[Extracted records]

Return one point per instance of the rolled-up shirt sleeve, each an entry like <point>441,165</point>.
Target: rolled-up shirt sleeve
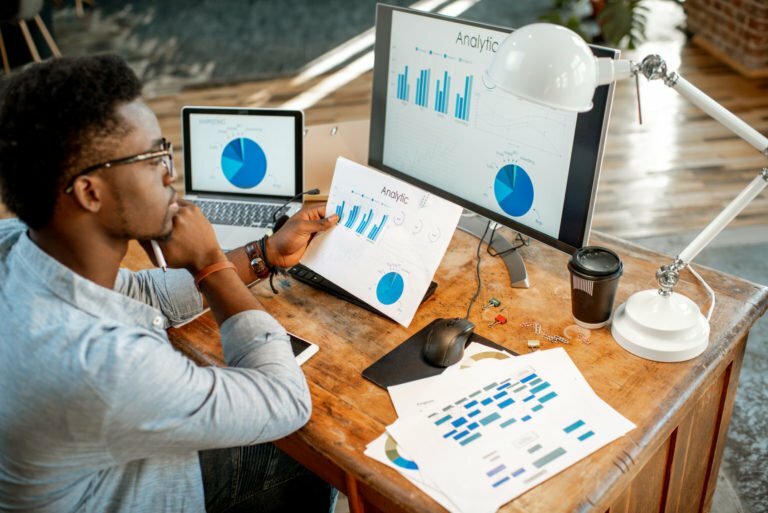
<point>172,292</point>
<point>164,404</point>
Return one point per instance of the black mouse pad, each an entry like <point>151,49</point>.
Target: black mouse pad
<point>405,363</point>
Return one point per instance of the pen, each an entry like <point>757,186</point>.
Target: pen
<point>159,256</point>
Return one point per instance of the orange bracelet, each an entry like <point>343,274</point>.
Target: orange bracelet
<point>213,268</point>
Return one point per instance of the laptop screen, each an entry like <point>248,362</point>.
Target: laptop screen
<point>242,152</point>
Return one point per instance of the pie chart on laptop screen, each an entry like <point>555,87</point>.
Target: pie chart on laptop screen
<point>244,163</point>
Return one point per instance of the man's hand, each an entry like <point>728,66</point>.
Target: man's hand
<point>192,244</point>
<point>287,245</point>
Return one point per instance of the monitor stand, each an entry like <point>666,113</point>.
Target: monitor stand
<point>475,224</point>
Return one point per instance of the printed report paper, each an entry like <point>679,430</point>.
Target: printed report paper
<point>389,241</point>
<point>491,433</point>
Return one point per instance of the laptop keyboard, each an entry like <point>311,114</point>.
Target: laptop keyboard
<point>232,213</point>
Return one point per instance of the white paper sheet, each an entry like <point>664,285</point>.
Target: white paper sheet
<point>494,432</point>
<point>385,450</point>
<point>388,243</point>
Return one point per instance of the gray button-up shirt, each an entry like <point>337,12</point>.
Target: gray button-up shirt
<point>98,412</point>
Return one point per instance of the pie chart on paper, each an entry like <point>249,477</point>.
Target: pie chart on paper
<point>390,288</point>
<point>513,190</point>
<point>243,163</point>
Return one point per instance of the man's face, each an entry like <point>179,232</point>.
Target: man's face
<point>141,202</point>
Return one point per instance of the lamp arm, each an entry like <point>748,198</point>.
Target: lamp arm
<point>654,67</point>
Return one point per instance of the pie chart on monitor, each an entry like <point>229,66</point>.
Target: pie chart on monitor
<point>513,190</point>
<point>244,163</point>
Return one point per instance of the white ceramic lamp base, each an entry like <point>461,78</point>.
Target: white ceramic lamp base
<point>661,328</point>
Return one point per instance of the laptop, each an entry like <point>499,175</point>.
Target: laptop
<point>241,166</point>
<point>324,144</point>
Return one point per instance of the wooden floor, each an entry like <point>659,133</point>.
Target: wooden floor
<point>671,175</point>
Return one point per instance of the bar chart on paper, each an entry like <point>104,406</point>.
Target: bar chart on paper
<point>510,427</point>
<point>388,242</point>
<point>363,225</point>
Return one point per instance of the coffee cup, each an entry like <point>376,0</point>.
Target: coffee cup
<point>595,273</point>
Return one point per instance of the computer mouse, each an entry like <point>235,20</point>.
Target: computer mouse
<point>446,340</point>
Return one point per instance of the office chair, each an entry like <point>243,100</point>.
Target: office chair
<point>28,10</point>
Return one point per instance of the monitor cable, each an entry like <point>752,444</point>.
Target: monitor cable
<point>477,271</point>
<point>520,242</point>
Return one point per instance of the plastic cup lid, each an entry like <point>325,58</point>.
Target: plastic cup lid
<point>595,261</point>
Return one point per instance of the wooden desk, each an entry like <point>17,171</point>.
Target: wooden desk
<point>668,463</point>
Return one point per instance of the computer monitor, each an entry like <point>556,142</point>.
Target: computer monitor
<point>435,124</point>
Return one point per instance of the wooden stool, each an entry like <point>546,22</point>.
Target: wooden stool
<point>29,10</point>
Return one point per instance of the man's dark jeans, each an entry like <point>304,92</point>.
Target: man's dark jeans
<point>261,478</point>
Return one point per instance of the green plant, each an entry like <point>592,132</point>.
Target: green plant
<point>623,20</point>
<point>618,23</point>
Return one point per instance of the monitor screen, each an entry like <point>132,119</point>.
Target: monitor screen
<point>434,123</point>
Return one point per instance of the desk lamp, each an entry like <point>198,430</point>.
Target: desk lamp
<point>552,66</point>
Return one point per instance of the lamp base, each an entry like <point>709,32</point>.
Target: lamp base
<point>661,328</point>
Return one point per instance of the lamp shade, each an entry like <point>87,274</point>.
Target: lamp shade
<point>546,64</point>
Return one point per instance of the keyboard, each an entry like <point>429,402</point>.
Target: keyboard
<point>238,213</point>
<point>310,277</point>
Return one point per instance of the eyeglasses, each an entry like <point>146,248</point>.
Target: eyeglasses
<point>165,153</point>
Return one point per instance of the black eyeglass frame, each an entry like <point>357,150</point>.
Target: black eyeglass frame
<point>165,151</point>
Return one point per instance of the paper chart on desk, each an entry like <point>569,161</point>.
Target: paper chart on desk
<point>389,241</point>
<point>497,433</point>
<point>385,450</point>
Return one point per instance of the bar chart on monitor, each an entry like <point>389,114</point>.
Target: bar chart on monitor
<point>437,82</point>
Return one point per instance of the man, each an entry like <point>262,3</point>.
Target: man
<point>97,411</point>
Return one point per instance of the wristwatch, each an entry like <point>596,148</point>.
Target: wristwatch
<point>256,260</point>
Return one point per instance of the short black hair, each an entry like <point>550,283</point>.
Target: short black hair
<point>50,115</point>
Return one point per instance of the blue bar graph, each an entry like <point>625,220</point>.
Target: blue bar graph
<point>402,85</point>
<point>377,228</point>
<point>352,216</point>
<point>461,110</point>
<point>422,88</point>
<point>442,95</point>
<point>365,222</point>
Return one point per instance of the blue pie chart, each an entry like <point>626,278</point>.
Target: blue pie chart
<point>244,163</point>
<point>513,190</point>
<point>390,288</point>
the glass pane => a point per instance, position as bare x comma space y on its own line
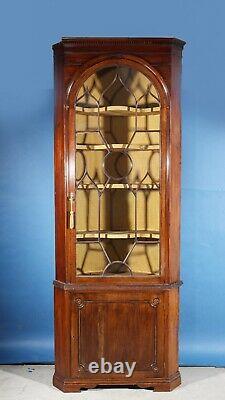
117, 132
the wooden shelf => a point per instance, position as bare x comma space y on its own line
142, 236
118, 147
124, 274
117, 111
122, 186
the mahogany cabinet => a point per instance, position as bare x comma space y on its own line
117, 205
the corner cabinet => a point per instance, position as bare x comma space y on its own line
117, 203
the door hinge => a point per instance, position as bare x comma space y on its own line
71, 211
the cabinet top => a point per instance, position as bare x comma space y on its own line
86, 42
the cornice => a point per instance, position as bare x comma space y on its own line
116, 42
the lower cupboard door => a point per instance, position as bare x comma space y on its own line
113, 332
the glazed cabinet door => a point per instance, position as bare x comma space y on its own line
118, 328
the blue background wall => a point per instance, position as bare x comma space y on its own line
27, 222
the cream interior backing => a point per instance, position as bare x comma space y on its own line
117, 130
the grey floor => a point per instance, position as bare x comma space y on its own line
34, 382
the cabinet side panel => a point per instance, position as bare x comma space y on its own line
59, 155
62, 333
172, 325
175, 172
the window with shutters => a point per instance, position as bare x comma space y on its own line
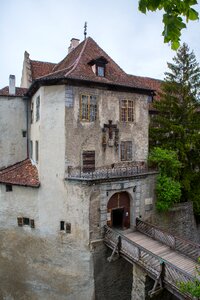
37, 116
88, 161
126, 151
127, 111
88, 108
24, 221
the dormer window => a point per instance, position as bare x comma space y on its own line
99, 66
100, 71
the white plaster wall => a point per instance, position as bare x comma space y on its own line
12, 122
20, 202
88, 135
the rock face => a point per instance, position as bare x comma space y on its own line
178, 221
37, 268
113, 280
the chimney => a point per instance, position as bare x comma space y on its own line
73, 45
12, 84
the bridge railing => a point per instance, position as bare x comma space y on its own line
186, 247
150, 262
109, 172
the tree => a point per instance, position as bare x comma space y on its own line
176, 126
192, 287
168, 189
175, 11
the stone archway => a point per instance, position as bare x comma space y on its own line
118, 210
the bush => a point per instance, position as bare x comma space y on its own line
168, 192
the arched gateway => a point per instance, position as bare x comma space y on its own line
118, 210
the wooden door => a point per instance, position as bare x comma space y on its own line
119, 201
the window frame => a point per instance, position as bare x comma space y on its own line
91, 108
87, 166
101, 67
127, 111
126, 151
37, 151
37, 109
9, 188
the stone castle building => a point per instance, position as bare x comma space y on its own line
73, 158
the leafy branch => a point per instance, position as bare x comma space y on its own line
176, 14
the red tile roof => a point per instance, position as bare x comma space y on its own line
40, 68
154, 84
76, 66
20, 92
22, 173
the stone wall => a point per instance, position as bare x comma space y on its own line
113, 280
87, 136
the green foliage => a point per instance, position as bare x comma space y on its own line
177, 14
192, 287
166, 161
176, 126
168, 192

DESCRIPTION OF THE TASK:
Retype the data from its first line through the line containing "<point>164,404</point>", including both of those lines, and omit the pictures from your copy.

SOLUTION FOR THIS PROBLEM:
Return one point per instance of the rolled-up shirt sleeve, each an entry like <point>441,165</point>.
Target: rolled-up shirt sleeve
<point>172,292</point>
<point>164,404</point>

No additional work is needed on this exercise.